There are five main types of imaging ventures; of these, two are simple and three are more complex in structure. In the first simple structure, the referring group owns the facility and provides outpatient imaging services for its patients (so long as the group is in compliance with the Stark regulations prohibiting self-referral). The facility bills payors for imaging services under its provider status. Groups using this model must remain aware of any anti-markup provisions affecting billing for the professional component of the imaging services. In addition, they must be aware of any regulations that are in effect regarding physicians’ supervision over certain studies.
In a second type of simple structure, a radiology group owns the facility and provides outpatient imaging services. The group bills payors for imaging services either under its physician practice status or, if not permitted to provide the services as a physician practice (due to non-group ownership participants) then as an independent diagnostic testing facility.
The three types of complex structures are all joint ventures, typically organized in ways that complied with the regulations that were in effect at the time of their formation. The first type is a joint venture involving a hospital-based provider and a leasing company, the second is a joint venture between a hospital and nonreferring entities (such as a radiology group), and the third is a joint venture entered by a physician group or imaging company and a leasing company.
In evaluating the feasibility of joint ventures that involve leasing companies, it is important to remember that future MPFS rules could affect referring physicians’ investment in such ventures. CMS has proposed expanding the definition of an entity, for Stark-regulation purposes, to include not only the entity (the physician group practice) that bills the Medicare or Medicaid programs for the referred patient, but also the entity that performs the designated health service.
This would impede the ability of referring physicians to hold ownership interest in a leasing company, if the leasing company were to be viewed as the entity that performed the designated health service. There is no exception in the proposed rule that would permit referrals under such circumstances. CMS has received many comments on this proposal; while it was not adopted in the most recently released ruling, there is no way to predict whether CMS will adopt it in a future ruling, either in 2008 or in subsequent years.
Before embarking on the formation of any outpatient imaging venture, make sure that it is feasible in terms of group cohesion and from regulatory, economic, and relational standpoints. Identify key provisions between the parties first; then, document them in a comprehensive term sheet on which all parties can agree before getting too far down the path toward a joint venture. The term sheet should define ownership and governance, services provided, location, enrollment status, operating plan, day-to-day management, capitalization, professional services, and related terms.
Be certain that the venture agreements address how the arrangement will be dissolved or modified if the regulations affecting it change or the parties involved are dissatisfied. Determine, from the beginning, to what extent any of the parties to the venture will be making tangible and intangible contributions and how value will be assigned to those contributions. Have the proposed venture reviewed at the highest levels as early as possible to help minimize unpleasant surprises later, when the project is reviewed for approval. Remember to use competent legal advisors in forming and evaluating any venture.

- **Supplied material**

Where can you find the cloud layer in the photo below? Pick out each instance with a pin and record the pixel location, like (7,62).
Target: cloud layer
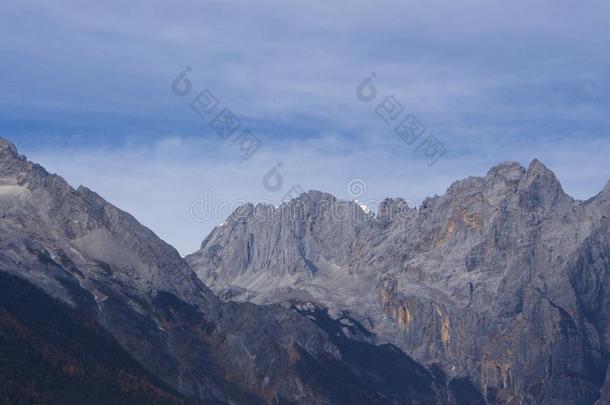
(85,89)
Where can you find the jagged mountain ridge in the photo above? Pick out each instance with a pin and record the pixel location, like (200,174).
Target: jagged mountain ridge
(497,279)
(101,262)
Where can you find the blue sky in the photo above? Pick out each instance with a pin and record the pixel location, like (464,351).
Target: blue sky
(85,90)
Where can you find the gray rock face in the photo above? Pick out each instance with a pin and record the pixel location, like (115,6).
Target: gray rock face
(504,279)
(99,260)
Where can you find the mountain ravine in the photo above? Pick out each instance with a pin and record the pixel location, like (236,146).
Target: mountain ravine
(97,309)
(503,280)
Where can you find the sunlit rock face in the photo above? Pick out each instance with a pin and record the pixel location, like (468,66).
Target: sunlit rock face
(504,278)
(122,286)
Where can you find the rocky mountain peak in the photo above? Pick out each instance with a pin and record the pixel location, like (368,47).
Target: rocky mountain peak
(7,148)
(540,188)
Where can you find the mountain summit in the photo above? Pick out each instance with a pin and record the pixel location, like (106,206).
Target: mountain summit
(96,308)
(504,278)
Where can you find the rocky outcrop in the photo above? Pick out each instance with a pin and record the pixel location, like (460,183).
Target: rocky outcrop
(503,279)
(102,264)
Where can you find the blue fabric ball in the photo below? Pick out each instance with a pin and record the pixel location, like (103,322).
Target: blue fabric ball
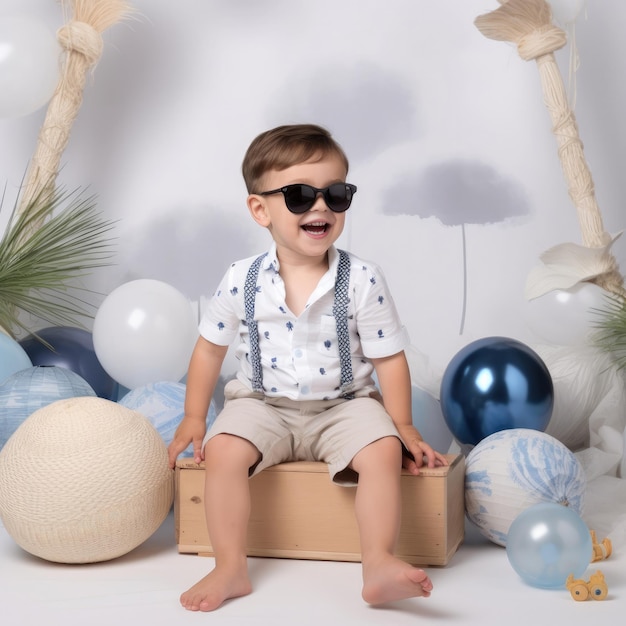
(28,390)
(514,469)
(163,403)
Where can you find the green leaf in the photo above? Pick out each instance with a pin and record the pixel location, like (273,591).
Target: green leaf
(58,238)
(611,325)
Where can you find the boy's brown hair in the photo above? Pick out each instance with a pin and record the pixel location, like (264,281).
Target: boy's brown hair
(284,146)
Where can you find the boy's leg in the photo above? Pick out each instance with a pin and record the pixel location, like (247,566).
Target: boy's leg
(378,509)
(227,506)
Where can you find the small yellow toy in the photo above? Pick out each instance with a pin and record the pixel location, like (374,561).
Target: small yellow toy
(595,588)
(601,550)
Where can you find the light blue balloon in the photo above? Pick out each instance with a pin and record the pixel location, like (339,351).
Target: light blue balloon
(546,543)
(33,388)
(13,357)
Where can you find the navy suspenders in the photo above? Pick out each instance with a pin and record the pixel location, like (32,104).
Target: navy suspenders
(340,313)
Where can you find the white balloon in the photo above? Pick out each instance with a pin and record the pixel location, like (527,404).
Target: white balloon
(144,332)
(29,65)
(566,11)
(566,317)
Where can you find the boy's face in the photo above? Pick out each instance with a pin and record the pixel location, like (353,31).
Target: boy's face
(305,236)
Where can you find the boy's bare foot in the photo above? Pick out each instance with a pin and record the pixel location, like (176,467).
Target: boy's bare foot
(215,588)
(391,579)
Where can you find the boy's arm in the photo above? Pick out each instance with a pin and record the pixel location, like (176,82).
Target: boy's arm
(204,370)
(395,385)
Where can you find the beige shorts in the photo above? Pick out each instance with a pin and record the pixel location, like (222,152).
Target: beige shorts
(332,431)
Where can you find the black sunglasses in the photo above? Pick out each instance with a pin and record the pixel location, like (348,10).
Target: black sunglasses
(299,197)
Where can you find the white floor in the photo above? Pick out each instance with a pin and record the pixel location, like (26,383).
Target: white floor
(477,587)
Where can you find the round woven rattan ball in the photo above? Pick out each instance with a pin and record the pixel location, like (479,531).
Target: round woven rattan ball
(84,480)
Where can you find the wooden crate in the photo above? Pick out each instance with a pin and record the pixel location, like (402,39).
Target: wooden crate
(297,512)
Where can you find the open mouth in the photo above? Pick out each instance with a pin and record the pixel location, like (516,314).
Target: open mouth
(316,228)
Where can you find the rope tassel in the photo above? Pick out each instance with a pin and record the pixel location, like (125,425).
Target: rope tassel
(528,24)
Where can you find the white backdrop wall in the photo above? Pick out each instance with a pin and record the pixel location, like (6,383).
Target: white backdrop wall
(447,133)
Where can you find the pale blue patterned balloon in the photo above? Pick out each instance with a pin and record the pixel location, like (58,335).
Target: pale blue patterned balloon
(163,404)
(30,389)
(513,469)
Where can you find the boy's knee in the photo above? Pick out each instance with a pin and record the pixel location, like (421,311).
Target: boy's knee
(387,450)
(229,450)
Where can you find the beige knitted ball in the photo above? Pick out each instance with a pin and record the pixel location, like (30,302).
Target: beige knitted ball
(84,480)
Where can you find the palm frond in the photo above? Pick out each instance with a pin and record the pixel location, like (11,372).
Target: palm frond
(611,329)
(58,238)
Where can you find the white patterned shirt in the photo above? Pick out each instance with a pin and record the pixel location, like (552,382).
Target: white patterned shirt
(299,354)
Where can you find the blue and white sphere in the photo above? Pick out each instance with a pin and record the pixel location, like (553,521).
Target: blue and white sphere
(514,469)
(30,389)
(163,403)
(13,358)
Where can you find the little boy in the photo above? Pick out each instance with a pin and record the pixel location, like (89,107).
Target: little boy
(313,324)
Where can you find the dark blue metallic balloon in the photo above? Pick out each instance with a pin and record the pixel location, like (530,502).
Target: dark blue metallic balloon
(72,349)
(493,384)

- **Prompt 1**
Using the imaging ventures text, decide whether each statement agrees with it. Answer yes or no, and quote the words from the text that settle it.
(a) All three of the complex structures are joint ventures.
(b) CMS adopted its proposal to expand the definition of an entity in the most recently released ruling.
(c) The parties should agree on the term sheet only after the joint venture has been formed.
- **Prompt 2**
Reproduce the imaging ventures text word for word from "Be certain that" up to and including "evaluating any venture.".

- **Your response 1**
(a) Yes: "The three types of complex structures are all joint ventures"
(b) No: "it was not adopted in the most recently released ruling"
(c) No: "document them in a comprehensive term sheet on which all parties can agree before getting too far down the path toward a joint venture"

- **Your response 2**
Be certain that the venture agreements address how the arrangement will be dissolved or modified if the regulations affecting it change or the parties involved are dissatisfied. Determine, from the beginning, to what extent any of the parties to the venture will be making tangible and intangible contributions and how value will be assigned to those contributions. Have the proposed venture reviewed at the highest levels as early as possible to help minimize unpleasant surprises later, when the project is reviewed for approval. Remember to use competent legal advisors in forming and evaluating any venture.